## What you are asked to do
Keeping every character as it is, transcribe the entries below.

## Provided data
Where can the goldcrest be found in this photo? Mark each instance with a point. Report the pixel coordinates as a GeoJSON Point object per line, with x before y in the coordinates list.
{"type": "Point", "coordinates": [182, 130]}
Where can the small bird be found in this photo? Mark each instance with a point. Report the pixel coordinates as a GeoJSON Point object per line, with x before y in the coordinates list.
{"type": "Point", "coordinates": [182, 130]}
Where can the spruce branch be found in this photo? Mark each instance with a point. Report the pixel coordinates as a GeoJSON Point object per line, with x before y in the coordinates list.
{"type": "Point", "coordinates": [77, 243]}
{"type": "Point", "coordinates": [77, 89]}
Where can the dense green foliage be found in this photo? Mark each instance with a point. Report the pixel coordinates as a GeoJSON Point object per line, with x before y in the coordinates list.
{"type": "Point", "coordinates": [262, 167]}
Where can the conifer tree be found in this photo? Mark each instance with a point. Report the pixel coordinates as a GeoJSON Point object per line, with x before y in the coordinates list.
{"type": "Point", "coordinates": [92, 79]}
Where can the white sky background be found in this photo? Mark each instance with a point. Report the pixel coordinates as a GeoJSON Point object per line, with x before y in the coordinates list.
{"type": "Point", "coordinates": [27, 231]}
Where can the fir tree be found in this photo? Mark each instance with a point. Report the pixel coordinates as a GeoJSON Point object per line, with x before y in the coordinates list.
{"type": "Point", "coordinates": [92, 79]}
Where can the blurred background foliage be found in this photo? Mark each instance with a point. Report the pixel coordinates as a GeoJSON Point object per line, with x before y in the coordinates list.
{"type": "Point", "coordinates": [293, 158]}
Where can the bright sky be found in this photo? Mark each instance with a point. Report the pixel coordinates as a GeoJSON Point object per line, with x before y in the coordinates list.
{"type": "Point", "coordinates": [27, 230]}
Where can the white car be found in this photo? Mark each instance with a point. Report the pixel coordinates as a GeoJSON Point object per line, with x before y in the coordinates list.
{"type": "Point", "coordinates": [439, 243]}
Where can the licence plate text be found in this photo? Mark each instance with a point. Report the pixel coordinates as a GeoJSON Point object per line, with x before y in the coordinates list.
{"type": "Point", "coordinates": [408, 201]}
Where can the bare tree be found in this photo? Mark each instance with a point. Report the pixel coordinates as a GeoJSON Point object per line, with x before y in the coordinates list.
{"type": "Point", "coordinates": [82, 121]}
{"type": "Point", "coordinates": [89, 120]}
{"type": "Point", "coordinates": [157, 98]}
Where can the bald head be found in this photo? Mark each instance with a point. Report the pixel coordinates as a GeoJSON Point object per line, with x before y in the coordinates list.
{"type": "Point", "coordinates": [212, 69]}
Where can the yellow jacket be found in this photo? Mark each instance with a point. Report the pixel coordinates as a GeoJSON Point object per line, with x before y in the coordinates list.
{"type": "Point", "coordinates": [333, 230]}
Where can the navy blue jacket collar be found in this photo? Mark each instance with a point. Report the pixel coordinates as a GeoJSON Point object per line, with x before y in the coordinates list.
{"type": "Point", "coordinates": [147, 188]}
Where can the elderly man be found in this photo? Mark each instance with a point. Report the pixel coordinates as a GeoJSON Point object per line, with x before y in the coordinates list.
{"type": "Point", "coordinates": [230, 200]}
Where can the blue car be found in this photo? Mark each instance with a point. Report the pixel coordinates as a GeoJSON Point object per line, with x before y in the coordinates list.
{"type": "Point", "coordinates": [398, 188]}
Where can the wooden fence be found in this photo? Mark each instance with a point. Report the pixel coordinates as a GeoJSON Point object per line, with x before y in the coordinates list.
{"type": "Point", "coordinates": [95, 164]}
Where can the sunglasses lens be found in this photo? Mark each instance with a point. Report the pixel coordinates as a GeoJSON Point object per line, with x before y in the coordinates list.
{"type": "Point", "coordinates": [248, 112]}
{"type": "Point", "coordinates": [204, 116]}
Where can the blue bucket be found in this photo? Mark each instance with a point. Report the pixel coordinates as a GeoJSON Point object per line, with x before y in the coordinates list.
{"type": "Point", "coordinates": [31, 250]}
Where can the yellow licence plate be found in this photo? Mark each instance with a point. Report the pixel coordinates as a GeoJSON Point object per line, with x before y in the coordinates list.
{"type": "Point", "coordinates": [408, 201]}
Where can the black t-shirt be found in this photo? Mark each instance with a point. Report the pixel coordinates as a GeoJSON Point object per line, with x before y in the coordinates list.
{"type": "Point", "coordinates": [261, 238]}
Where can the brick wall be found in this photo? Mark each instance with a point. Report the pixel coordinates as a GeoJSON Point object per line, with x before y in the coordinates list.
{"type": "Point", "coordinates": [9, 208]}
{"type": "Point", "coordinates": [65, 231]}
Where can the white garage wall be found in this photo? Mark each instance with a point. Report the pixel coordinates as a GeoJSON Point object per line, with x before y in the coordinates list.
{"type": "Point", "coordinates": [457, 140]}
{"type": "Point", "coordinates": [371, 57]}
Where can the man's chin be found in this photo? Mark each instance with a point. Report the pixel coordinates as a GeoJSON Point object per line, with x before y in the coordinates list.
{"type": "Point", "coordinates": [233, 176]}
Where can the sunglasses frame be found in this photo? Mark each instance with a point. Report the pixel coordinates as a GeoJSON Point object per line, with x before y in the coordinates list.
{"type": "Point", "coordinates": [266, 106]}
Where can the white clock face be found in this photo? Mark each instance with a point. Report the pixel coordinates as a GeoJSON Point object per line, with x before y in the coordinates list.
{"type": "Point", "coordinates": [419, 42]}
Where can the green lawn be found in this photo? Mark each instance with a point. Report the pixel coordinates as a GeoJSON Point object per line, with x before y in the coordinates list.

## Task answer
Where can the goldcrest be found in this photo? Mark each instance with a point. Report the pixel coordinates as a GeoJSON Point object per line, with x before y in the coordinates list.
{"type": "Point", "coordinates": [182, 130]}
Where can the small bird be found in this photo? Mark each instance with a point. Report the pixel coordinates as a GeoJSON Point object per line, with x before y in the coordinates list.
{"type": "Point", "coordinates": [182, 130]}
Where can the spruce branch be found in this photo? Mark each instance with a point. Report the pixel coordinates as a GeoJSON Point object per line, with x before y in the coordinates list.
{"type": "Point", "coordinates": [77, 243]}
{"type": "Point", "coordinates": [77, 89]}
Where can the dense green foliage be found in this photo? Mark each instance with a point. Report the pixel coordinates as a GeoJSON Point object per line, with x before y in the coordinates list.
{"type": "Point", "coordinates": [262, 167]}
Where can the conifer tree be found in this photo? Mark each instance with a point. Report the pixel coordinates as a GeoJSON Point object per line, with x before y in the coordinates list.
{"type": "Point", "coordinates": [92, 79]}
Where can the white sky background be found in this photo? Mark each instance with a point. Report the pixel coordinates as a GeoJSON Point object per line, with x before y in the coordinates list.
{"type": "Point", "coordinates": [27, 231]}
Where can the fir tree be found in this photo? Mark each instance with a point. Report the pixel coordinates as a GeoJSON Point object per line, with x before y in the coordinates list.
{"type": "Point", "coordinates": [92, 79]}
Where can the blurred background foliage be found in this photo? Mark each instance with a point. Report the pixel coordinates as a GeoJSON Point object per line, with x before y in the coordinates list.
{"type": "Point", "coordinates": [293, 158]}
Where can the bright sky be found in this photo? Mark each instance with a point. Report the pixel coordinates as a GeoJSON Point object per line, with x before y in the coordinates list.
{"type": "Point", "coordinates": [27, 230]}
Where can the white car be found in this photo? Mark each instance with a point. Report the pixel coordinates as a GeoJSON Point object per line, with x before y in the coordinates list.
{"type": "Point", "coordinates": [439, 243]}
Where can the licence plate text be found in this photo? Mark each instance with a point. Report the pixel coordinates as a GeoJSON Point object per line, with x before y in the coordinates list.
{"type": "Point", "coordinates": [408, 201]}
Where can the bare tree be found in this photo? Mark each instance with a point. Report the pixel coordinates as a GeoJSON Point object per line, with x before y in the coordinates list.
{"type": "Point", "coordinates": [82, 121]}
{"type": "Point", "coordinates": [89, 120]}
{"type": "Point", "coordinates": [157, 98]}
Where can the bald head be found in this photo? Mark each instance with a point. Report the pixel coordinates as a GeoJSON Point object per line, with x before y in the coordinates list.
{"type": "Point", "coordinates": [212, 69]}
Where can the yellow jacket be found in this photo? Mark each instance with a point. Report the pixel coordinates as a GeoJSON Point object per line, with x before y in the coordinates list.
{"type": "Point", "coordinates": [333, 230]}
Where can the navy blue jacket collar be found in this photo? Mark each instance with a point. Report the pixel coordinates as a GeoJSON Point object per line, with x before y in the coordinates list.
{"type": "Point", "coordinates": [147, 188]}
Where can the elderly man be found in this photo? Mark each instance with a point. Report the pixel coordinates as a GeoJSON Point object per line, with x before y in the coordinates list.
{"type": "Point", "coordinates": [230, 200]}
Where can the blue car be found in this photo? Mark each instance with a point. Report the pixel coordinates as a GeoJSON Point object per line, with x before y in the coordinates list.
{"type": "Point", "coordinates": [398, 188]}
Where can the wooden fence be found in this photo? Mark each instance with a point. Report the pixel coordinates as a GeoJSON Point object per line, with x before y in the coordinates list.
{"type": "Point", "coordinates": [95, 164]}
Where can the sunglasses lens be found in this photo? Mark each instance with a point. Report the pixel coordinates as a GeoJSON Point object per line, with x before y in the coordinates list.
{"type": "Point", "coordinates": [248, 112]}
{"type": "Point", "coordinates": [204, 116]}
Where can the blue bucket be found in this photo? Mark each instance with a point. Report the pixel coordinates as a GeoJSON Point object per line, with x before y in the coordinates list.
{"type": "Point", "coordinates": [31, 250]}
Where can the yellow licence plate be found in this photo? Mark each instance with a point. Report the pixel coordinates as a GeoJSON Point object per line, with x before y in the coordinates list.
{"type": "Point", "coordinates": [408, 201]}
Where can the black t-shirt be found in this photo? Mark each instance with a point. Report the pixel coordinates as a GeoJSON Point object per line, with x before y in the coordinates list.
{"type": "Point", "coordinates": [261, 238]}
Where can the brick wall be found in this photo? Mark each instance with a point. Report the pixel coordinates as a GeoJSON Point object per line, with x before y in the coordinates list.
{"type": "Point", "coordinates": [9, 208]}
{"type": "Point", "coordinates": [65, 231]}
Where can the white garage wall be found in this photo? Mark each instance with a point. Report the pixel coordinates as a GeoJSON Point object per line, with x before y in the coordinates list.
{"type": "Point", "coordinates": [457, 140]}
{"type": "Point", "coordinates": [371, 57]}
Where can the man's chin be found in this photo? Mark each instance with a point. Report the pixel coordinates as a GeoJSON Point object per line, with x before y in the coordinates list.
{"type": "Point", "coordinates": [233, 176]}
Where can the sunglasses frame be found in this photo? Mark each instance with a point. Report the pixel coordinates as a GeoJSON Point object per line, with x before y in the coordinates list.
{"type": "Point", "coordinates": [266, 106]}
Where can the white clock face be found in this photo? Mark each instance with a point. Report the pixel coordinates as a GeoJSON Point object per line, with x before y in the coordinates list.
{"type": "Point", "coordinates": [419, 42]}
Where can the green lawn be found in this photo? Mark each instance with a point. Report the pixel coordinates as a GeoJSON Point object per line, with x before y in the coordinates list.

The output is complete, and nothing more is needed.